■ What needs to be done:
Let the output be exactly the lines from the one containing "Expected: a point placed on each instance of the black dress" through the end of the records below, both included.

(Dataset entries)
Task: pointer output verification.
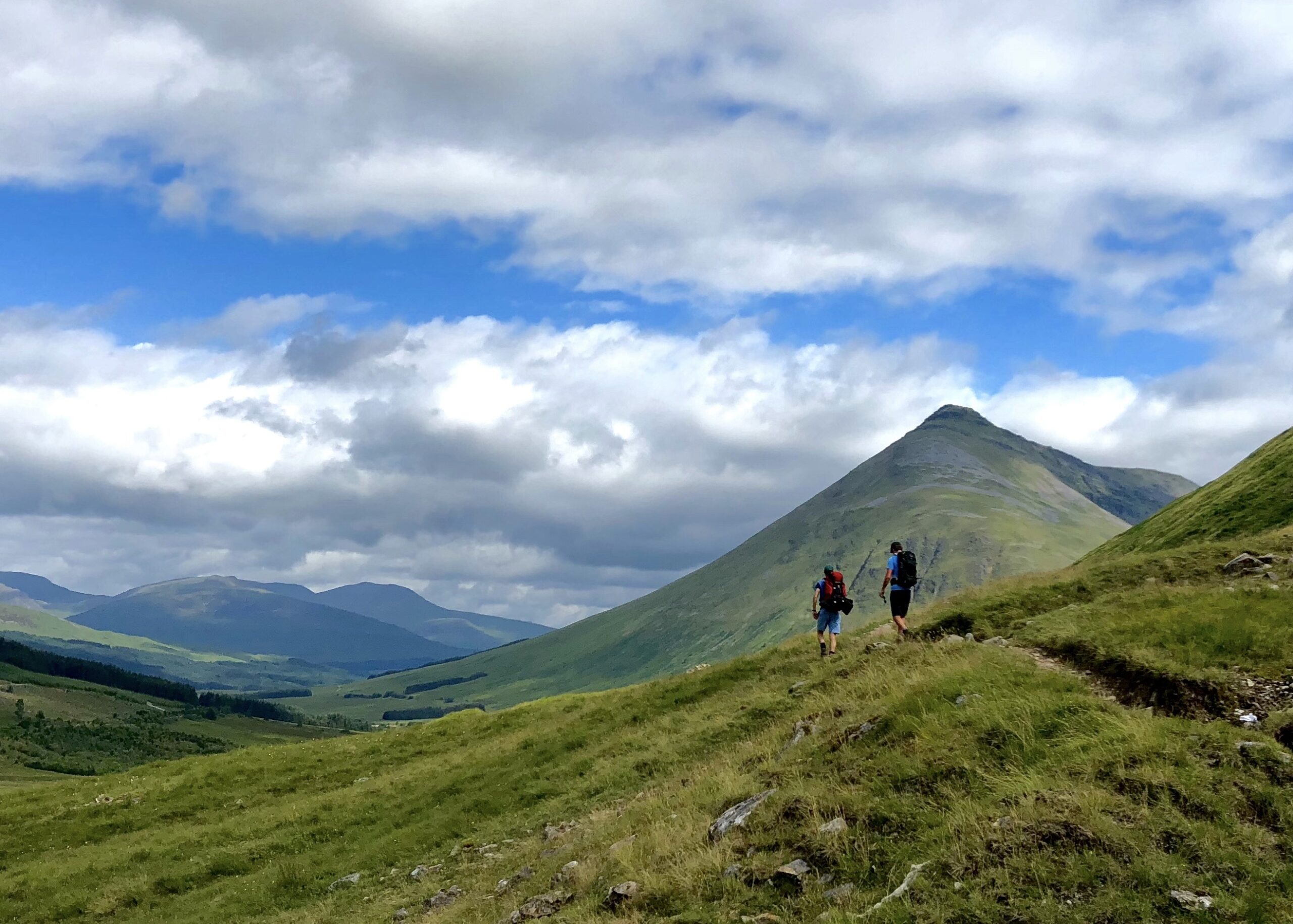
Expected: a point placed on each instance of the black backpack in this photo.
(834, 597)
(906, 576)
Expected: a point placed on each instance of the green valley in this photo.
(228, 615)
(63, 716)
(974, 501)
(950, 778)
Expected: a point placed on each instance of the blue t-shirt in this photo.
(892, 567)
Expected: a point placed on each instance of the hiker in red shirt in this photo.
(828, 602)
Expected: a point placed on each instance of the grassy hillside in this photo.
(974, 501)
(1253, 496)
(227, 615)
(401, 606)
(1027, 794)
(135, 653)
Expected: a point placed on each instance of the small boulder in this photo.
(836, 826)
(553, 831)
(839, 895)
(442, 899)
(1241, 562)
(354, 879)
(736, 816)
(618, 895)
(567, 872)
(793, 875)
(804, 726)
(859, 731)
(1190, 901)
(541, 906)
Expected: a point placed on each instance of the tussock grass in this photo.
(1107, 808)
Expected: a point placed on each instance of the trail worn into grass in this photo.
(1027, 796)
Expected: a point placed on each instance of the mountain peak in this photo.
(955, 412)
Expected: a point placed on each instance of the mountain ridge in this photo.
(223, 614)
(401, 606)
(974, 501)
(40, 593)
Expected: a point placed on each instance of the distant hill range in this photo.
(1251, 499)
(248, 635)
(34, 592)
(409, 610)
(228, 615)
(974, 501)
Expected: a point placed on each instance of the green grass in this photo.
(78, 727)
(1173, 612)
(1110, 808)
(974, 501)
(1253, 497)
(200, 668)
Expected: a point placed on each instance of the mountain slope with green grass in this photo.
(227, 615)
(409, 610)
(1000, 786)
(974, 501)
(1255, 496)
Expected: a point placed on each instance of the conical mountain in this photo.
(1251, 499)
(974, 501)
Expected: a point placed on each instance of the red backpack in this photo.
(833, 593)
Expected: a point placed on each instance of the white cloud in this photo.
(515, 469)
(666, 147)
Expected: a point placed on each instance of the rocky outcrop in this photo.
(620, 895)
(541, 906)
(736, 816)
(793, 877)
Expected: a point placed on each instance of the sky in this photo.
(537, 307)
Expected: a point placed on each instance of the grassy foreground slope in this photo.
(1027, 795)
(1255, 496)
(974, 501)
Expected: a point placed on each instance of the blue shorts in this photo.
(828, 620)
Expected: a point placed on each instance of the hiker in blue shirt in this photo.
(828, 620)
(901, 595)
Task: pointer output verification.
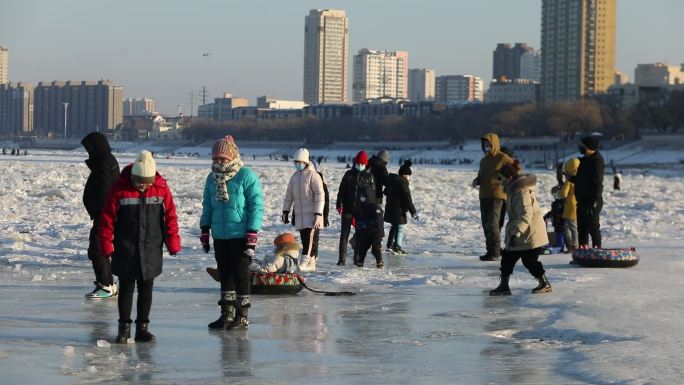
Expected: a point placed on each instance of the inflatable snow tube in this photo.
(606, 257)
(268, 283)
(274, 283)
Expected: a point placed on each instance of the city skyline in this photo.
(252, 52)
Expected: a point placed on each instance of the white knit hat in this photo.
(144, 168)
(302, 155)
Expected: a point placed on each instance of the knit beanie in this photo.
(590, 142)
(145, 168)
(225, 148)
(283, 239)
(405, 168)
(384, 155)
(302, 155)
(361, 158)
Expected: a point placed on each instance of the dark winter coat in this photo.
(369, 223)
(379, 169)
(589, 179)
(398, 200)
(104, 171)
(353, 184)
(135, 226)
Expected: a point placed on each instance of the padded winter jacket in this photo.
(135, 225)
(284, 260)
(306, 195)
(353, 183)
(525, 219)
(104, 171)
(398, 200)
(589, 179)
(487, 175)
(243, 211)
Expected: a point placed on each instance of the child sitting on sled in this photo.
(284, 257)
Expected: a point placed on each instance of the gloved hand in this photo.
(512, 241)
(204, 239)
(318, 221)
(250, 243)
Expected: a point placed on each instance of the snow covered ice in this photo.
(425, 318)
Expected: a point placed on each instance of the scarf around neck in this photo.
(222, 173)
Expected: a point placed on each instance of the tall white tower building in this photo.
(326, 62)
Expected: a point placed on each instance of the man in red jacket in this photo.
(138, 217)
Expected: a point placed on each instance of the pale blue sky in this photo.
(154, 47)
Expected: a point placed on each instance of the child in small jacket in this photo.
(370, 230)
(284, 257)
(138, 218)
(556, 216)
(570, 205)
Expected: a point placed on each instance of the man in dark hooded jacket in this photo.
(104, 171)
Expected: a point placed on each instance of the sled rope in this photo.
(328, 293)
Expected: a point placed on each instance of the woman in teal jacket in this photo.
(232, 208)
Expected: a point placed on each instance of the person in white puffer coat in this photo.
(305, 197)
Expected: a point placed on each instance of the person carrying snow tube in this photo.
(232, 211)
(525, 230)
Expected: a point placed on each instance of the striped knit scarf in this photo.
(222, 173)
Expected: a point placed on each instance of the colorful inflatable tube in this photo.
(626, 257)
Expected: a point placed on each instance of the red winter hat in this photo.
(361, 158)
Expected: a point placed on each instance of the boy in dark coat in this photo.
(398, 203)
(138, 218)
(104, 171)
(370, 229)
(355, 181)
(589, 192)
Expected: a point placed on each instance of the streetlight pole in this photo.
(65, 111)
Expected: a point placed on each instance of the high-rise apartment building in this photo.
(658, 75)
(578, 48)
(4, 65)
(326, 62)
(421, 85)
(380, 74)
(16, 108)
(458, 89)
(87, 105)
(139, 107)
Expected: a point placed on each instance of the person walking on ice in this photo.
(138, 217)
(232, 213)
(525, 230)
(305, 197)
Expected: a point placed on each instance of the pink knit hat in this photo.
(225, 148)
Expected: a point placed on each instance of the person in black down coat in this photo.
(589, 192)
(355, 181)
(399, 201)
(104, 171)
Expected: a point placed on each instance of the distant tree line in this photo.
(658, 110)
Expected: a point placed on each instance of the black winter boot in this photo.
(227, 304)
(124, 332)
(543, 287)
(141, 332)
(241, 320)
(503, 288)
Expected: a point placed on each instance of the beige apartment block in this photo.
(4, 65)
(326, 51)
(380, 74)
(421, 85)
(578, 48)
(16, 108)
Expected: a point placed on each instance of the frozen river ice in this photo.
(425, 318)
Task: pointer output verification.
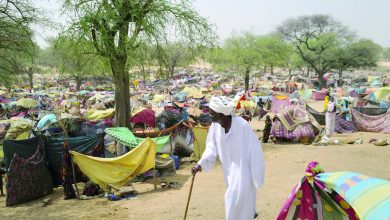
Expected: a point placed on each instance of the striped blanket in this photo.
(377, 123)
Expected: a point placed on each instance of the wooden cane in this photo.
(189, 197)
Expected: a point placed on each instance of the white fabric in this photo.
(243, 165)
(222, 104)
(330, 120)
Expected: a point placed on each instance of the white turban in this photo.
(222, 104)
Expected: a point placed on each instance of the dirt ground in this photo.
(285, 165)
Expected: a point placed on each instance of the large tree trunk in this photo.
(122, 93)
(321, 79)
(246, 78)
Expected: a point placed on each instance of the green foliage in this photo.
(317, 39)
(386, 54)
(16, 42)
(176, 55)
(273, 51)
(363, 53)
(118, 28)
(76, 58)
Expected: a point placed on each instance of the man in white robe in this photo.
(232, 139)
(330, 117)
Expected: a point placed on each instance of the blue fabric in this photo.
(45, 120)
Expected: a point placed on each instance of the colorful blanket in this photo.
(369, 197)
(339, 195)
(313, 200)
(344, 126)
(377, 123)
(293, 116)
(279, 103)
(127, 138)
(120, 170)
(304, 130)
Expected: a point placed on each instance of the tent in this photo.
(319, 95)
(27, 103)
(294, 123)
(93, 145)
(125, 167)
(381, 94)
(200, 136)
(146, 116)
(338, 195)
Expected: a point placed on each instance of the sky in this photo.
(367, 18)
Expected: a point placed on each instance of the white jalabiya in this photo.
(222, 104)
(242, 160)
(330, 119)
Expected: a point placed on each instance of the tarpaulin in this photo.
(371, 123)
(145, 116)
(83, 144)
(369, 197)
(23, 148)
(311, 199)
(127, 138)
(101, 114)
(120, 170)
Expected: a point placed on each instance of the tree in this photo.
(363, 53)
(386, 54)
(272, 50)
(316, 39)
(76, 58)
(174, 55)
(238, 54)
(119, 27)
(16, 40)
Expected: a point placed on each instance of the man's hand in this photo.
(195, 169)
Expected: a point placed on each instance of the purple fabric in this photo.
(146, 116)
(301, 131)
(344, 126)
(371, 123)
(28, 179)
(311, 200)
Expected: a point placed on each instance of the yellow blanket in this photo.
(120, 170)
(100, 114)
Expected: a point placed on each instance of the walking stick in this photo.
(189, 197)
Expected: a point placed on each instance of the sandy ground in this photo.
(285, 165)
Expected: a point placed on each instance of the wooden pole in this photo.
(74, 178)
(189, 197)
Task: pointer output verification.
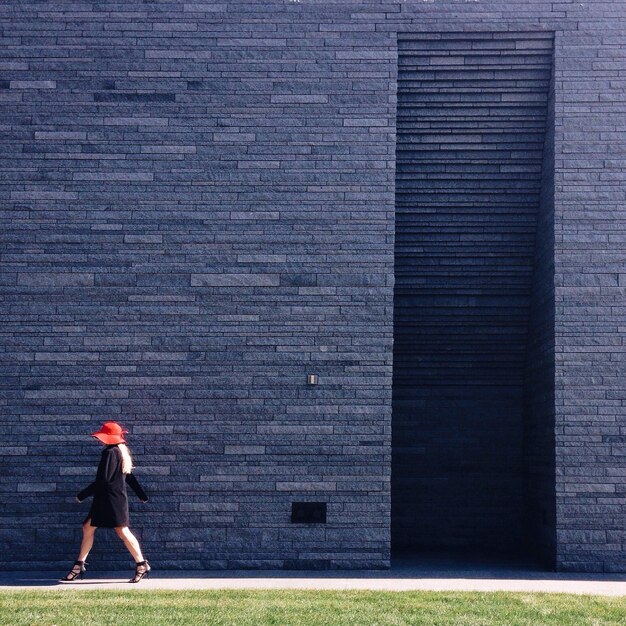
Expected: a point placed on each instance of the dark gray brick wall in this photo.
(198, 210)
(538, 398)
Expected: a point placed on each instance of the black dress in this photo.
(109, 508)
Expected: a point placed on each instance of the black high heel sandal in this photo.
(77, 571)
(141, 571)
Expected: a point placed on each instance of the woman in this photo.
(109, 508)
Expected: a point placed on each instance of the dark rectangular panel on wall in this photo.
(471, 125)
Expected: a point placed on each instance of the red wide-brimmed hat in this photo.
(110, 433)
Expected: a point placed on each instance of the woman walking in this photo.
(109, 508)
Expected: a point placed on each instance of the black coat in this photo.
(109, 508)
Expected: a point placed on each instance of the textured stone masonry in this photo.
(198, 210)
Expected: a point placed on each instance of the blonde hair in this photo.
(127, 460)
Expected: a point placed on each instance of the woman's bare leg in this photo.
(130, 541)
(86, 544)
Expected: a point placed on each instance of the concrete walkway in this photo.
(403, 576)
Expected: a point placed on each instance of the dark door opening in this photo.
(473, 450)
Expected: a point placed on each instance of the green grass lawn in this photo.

■ Result for this task:
Expected: a point placed on each instance of the black dress in this photo.
(109, 508)
Expected: a point placed on each instance of the black high heel sandal in this photo.
(77, 571)
(141, 571)
Expected: a point placed on each instance of the woman in this photo.
(109, 508)
Expected: a point placed on each instance of the dark rectangular panel on wall in this photo.
(471, 125)
Expected: a point placed on each instance of the red wide-brimmed hat in this photo.
(110, 433)
Expected: a point placed on each instance of the woman walking in this photo.
(109, 508)
Expected: a point placed on each instance of the black coat in this photo.
(109, 508)
Expected: a point placed on each instance of the textured stone masonry in this photo.
(198, 210)
Expected: a point placed on each instance of the blonde hair in this photo.
(127, 460)
Expected: a point placed on each instance of the woman's bare leg in this photo.
(130, 541)
(86, 544)
Expected: a point placed on each instance of the concrete walkway in this photo.
(403, 576)
Expected: a point placed on each instance of the dark door opening in this photo.
(473, 450)
Expected: a point placed on each instance of the green grass lawn in this photo.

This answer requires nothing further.